[begin GIVEN TEXT]

/stealthdrop

Anonymous Airdrops using ZK-SNARKS

Primary LanguageJavaScriptGNU General Public License v3.0GPL-3.0

StealthDrop

Anonymous Airdrops using ZK proofs

stealthdrop.xyz is an airdrop utility that enables ERC20 token airdrops that can be claimed by completely anonymous accounts.

EDIT: @0xB07DAD discovered a vulnerability in this scheme described in more detail here. Fix and more to follow soon!

Demo

SDT.demo.mov

User flow:

  • Connect the "public" wallet that is eligible for the airdrop.
  • Sign a message proving your ownership of the "public" wallet.
  • Switch to another (anonymous) account and claim your airdrop without linking your original account in any way.

You can play around with the demo yourself on stealthdrop.xyz on the xDai chain! If you've played DarkForest with an address that's linked to any Twitter account (or contributed to the community at ETHUni/HackLodge), you can claim the token yourself! What you do with these tokens is up to you, but understand that we only intend for this token to be a proof of concept for what's possible. None of our code is audited or recommended for production use without serious considerations. At the very least, the circuits require a trusted setup ceremony, proper auditing (if not formal verification) and significant optimisations before production use.

In this post, we'll dive into the motivation behind making StealthDrop and explain the inner workings of the application.

Why?

To motivate this construction, let's look at how airdrops currently work: Usually, protocols will set up airdrops that distribute a limited supply of ERC20 tokens to their team, early contributors, users and others involved in the success of the protocol. While often, the underlying goal of such airdrops is to create a medium for governance for future decisions (DeGov for DeFi), the limited supply creates interesting game-theoretic conditions: FOMO and the promise of power establishes a "market value" for the cost of governance, and many end up trading their tokens at high valuations. The science behind coin voting mechanisms have been a hot topic of study right at the intersection of microeconomics and behavioural economics, and even has a name these days: tokenomics.

Focusing on the DeGov enabled by these tokens, one fatal flaw in current token systems is the muddling between identity and governance. If everyone knows vitalik.eth voted "No" for a protocol proposal, how does that influence the opinion of the rest of the community? Does everyone still consider the impact of the proposal fairly and independently?

image

Snapshot Labs shares everyone's votes publicly

On the other end of the spectrum, when someone with a public identity deviates from the norm and casts a vote others in the community don't like, they end up exposing themselves to harassment on Twitter and other social media.

image

Everyone knows your vote

image

Everyone knows if you sell your token

Even if votes are hidden under MACI, knowing whether Vitalik voted on the proposal could change how much thought people put into their own vote. While it's arguable if such accountability is actually a positive attribute of these token systems, we think it's important to explore the alternative. In fact, real-world elections don't enforce such peer pressure (beyond the occasional dinner party debates), likely for a good reason.

With this vision, we present StealthDrop: an airdrop that lets addresses claim their airdrops completely anonymously. We enable truly anonymous governance by effectively letting completely virgin wallets claim an airdrop on behalf of other wallets. Nobody even knows if the original wallet has claimed their airdrop or not.

[end GIVEN TEXT]
[begin LISTED ENTRIES]

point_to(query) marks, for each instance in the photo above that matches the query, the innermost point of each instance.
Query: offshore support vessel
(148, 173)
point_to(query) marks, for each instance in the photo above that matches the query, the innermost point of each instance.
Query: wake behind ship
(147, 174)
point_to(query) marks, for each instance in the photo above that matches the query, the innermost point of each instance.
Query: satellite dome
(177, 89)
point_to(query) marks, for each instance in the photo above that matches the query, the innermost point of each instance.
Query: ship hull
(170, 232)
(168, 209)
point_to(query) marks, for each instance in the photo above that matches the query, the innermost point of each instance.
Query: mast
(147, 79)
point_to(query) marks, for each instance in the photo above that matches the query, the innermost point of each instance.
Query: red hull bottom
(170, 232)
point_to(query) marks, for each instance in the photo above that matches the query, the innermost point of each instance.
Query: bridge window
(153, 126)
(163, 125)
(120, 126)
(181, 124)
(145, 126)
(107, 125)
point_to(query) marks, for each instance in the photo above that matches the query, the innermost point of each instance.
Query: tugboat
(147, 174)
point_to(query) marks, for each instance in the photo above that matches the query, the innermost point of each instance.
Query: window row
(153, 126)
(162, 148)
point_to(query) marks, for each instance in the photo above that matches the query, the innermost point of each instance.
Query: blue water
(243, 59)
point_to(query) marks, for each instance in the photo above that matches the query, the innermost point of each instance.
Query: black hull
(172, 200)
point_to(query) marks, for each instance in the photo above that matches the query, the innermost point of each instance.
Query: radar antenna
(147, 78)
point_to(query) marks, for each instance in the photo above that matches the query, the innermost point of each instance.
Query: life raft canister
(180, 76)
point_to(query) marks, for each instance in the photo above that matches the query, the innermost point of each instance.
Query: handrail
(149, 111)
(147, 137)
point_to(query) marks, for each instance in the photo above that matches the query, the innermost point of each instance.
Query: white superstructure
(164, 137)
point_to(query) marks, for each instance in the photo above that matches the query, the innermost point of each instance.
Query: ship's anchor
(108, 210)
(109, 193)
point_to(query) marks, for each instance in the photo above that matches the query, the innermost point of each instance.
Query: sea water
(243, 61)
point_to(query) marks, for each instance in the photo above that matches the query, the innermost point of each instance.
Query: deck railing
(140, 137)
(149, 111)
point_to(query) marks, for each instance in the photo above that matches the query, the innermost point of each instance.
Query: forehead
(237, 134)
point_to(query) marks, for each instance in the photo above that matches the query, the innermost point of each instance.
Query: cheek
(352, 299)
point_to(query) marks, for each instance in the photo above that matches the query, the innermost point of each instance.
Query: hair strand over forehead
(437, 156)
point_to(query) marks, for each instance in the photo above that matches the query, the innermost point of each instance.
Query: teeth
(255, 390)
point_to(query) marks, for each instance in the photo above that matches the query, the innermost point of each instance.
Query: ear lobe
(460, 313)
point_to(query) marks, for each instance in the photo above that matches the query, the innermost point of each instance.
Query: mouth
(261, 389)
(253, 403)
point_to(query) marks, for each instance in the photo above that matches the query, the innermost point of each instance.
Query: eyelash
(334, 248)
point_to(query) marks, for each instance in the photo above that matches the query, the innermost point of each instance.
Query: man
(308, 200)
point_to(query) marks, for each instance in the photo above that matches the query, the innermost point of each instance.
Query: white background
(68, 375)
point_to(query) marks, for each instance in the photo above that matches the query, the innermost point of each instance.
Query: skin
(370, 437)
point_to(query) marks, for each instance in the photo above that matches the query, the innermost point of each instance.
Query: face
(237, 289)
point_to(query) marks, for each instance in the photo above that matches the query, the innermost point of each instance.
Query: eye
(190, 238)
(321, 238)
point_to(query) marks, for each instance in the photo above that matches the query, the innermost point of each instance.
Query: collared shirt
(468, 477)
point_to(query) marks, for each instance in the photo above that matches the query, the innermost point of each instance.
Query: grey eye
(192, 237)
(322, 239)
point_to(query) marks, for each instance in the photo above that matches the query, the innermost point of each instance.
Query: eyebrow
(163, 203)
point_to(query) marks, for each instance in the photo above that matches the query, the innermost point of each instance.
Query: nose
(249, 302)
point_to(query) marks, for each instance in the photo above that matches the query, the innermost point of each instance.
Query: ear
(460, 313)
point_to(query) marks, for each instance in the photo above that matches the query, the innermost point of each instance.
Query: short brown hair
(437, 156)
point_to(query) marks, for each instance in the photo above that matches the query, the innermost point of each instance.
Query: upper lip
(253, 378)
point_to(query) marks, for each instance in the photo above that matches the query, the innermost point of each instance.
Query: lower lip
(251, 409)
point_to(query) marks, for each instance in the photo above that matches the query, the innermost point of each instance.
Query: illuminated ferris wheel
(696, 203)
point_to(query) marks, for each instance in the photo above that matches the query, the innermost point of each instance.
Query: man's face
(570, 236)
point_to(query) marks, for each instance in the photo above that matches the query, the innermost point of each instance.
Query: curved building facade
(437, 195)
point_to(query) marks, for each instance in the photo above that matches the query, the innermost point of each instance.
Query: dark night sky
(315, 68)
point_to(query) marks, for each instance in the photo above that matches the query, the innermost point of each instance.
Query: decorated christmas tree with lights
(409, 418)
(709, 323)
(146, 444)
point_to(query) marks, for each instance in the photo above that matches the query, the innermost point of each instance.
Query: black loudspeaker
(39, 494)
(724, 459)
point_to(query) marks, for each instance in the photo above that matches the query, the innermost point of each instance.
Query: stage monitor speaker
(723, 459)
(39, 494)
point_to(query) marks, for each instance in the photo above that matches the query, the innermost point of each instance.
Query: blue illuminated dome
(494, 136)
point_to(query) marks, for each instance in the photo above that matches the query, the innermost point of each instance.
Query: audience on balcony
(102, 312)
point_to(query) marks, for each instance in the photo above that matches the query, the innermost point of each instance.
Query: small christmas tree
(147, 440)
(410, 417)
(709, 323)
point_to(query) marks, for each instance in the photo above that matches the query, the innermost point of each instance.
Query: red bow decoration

[end LISTED ENTRIES]
[begin LISTED ENTRIES]

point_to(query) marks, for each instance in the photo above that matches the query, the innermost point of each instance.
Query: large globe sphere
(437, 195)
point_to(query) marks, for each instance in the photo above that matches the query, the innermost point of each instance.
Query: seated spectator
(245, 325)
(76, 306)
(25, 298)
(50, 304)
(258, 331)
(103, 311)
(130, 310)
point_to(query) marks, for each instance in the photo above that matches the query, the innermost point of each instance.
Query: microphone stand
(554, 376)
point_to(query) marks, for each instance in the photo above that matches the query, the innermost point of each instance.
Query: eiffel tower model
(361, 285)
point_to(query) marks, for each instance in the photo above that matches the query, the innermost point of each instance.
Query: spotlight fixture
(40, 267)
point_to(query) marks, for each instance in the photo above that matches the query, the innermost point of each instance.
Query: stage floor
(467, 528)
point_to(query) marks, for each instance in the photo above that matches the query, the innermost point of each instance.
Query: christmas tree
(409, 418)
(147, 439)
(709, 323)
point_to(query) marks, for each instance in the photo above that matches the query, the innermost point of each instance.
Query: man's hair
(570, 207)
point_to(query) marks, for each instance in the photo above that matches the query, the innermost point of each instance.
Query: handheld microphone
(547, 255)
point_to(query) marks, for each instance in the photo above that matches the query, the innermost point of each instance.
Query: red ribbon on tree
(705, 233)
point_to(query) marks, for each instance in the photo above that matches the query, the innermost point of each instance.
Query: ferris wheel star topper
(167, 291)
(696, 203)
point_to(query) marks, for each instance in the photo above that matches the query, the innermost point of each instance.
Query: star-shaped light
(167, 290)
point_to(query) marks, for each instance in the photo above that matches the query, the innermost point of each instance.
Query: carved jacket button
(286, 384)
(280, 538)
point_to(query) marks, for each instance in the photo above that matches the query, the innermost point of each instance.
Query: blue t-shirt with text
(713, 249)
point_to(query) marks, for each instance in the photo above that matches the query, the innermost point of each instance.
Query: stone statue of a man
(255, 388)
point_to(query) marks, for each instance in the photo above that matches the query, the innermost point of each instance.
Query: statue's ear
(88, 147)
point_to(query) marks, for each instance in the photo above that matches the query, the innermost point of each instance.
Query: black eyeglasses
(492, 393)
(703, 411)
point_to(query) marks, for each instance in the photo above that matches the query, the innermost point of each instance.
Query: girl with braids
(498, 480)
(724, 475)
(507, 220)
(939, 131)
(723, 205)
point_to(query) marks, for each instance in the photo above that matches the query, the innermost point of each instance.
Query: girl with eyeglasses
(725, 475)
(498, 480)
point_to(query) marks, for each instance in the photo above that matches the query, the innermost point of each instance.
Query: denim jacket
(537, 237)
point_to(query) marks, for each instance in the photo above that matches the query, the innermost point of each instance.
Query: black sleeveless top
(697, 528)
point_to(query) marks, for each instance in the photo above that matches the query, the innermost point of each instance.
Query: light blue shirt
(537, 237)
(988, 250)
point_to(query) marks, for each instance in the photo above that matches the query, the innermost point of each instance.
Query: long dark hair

[end LISTED ENTRIES]

__TASK DESCRIPTION__
Please translate this sentence from the StealthDrop page into Spanish: "stealthdrop.xyz is an airdrop utility that enables ERC20 token airdrops that can be claimed by completely anonymous accounts." The listing has no connection to the StealthDrop page.

__REPLY__
stealthdrop.xyz es una utilidad de airdrop que permite airdrops de tokens ERC20 que pueden ser reclamados por cuentas completamente anónimas.